Farthest Nodes in a Tree（树的直径）

Farthest Nodes in a Tree

Time Limit:2000MS     Memory
Limit:32768KB     64bit IO Format:%lld
& %llu
Submit Status

Description

Given a tree (a connected graph with no cycles), you have to find the farthest nodes in the tree. The edges of the tree are weighted and undirected. That means you have to find two nodes in the tree whose distance is maximum amongst all nodes.

Input

Input starts with an integer T (≤ 10), denoting the number of test cases.

Each case starts with an integer n (2 ≤ n ≤ 30000) denoting the total number of nodes in the tree. The nodes are numbered from 0 to n-1. Each of the next n-1 lines will contain three integers u
v w (0 ≤ u, v < n, u ≠ v, 1 ≤ w ≤ 10000) denoting that node u and v are connected by an edge whose weight is w. You can assume that the input will form a valid tree.

Output

For each case, print the case number and the maximum distance.

Sample Input

2

4

0 1 20

1 2 30

2 3 50

5

0 2 20

2 1 10

0 3 29

0 4 50

Sample Output

Case 1: 100

Case 2: 80

介个题就是求树的直径，但是自己还是不理解，没弄明白，代码不AC。
测试样例都过了，还找不到原因。。。。。

错误代码：

#include <cstdio>
#include <iostream>
#include <algorithm>
#include <cmath>
#include <cstring>
#include <queue>
#define M 30000+10

using namespace std;

struct Edge{
int from,to,val,next;
};
Edge edge[M*4];
int head[M];//每一个节点的头位置
int edgenum;//总边数
int u,v,w,n;
int ans;    //最后结果
int tnode;  //记录S-T的端点
int dist[M];//以该点结尾的最长路
bool vis[M];//标记节点是否被访问

void init(){
memset(head,-1,sizeof(head));
tnode=0;edgenum=0;
}

void addeage(int u,int v,int w)

> [所给材料]
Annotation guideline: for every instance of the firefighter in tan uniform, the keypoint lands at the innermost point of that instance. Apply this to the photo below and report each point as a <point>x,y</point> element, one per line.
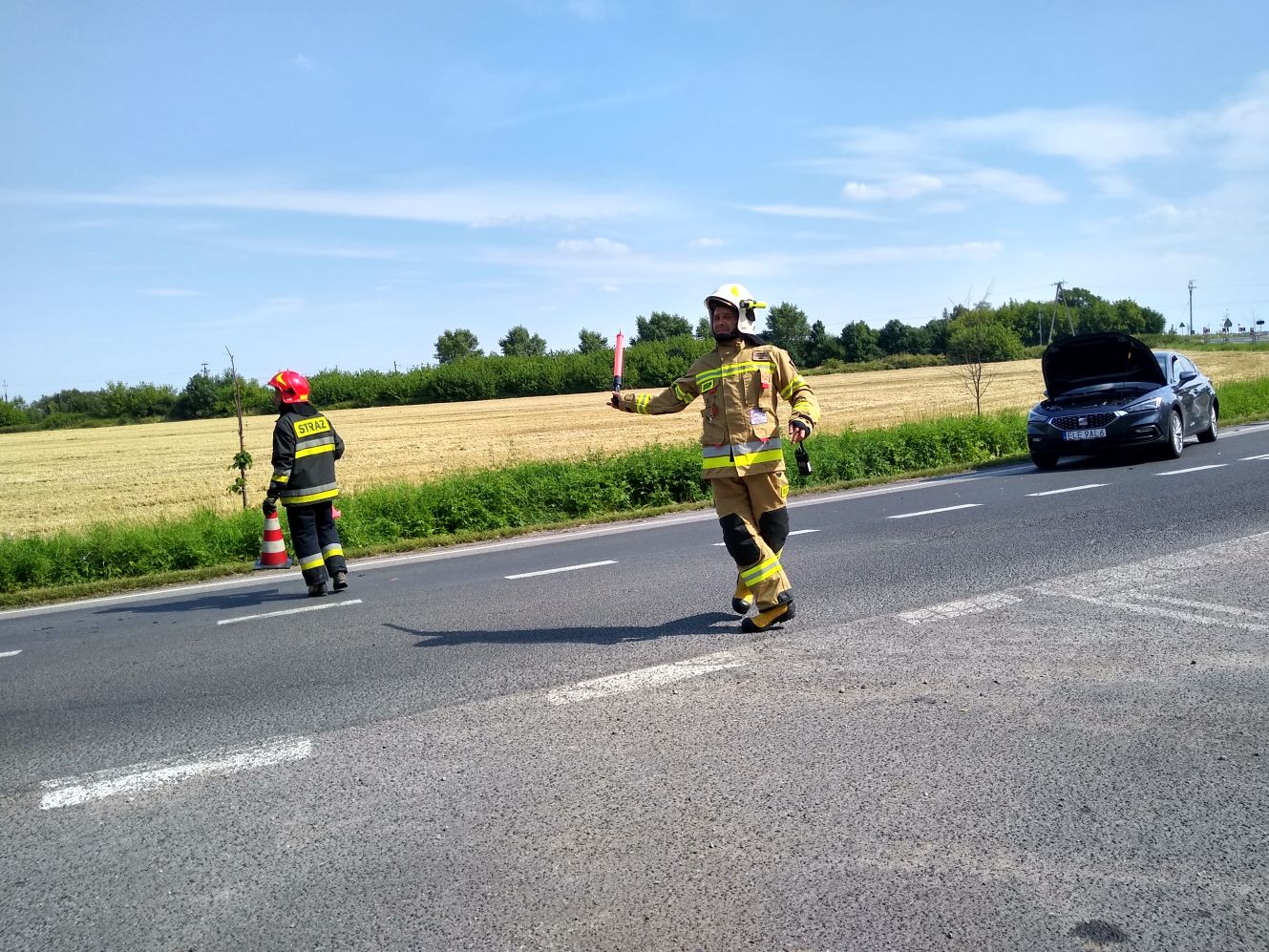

> [任务清单]
A) 根据原文节选，每组测试数据中树的节点总数 n 的取值范围是多少？
B) 请将原文节选中的句子"The edges of the tree are weighted and undirected."译成中文。

> [各题解答]
A) 2 ≤ n ≤ 30000。

B) 树的边是带权的，并且是无向的。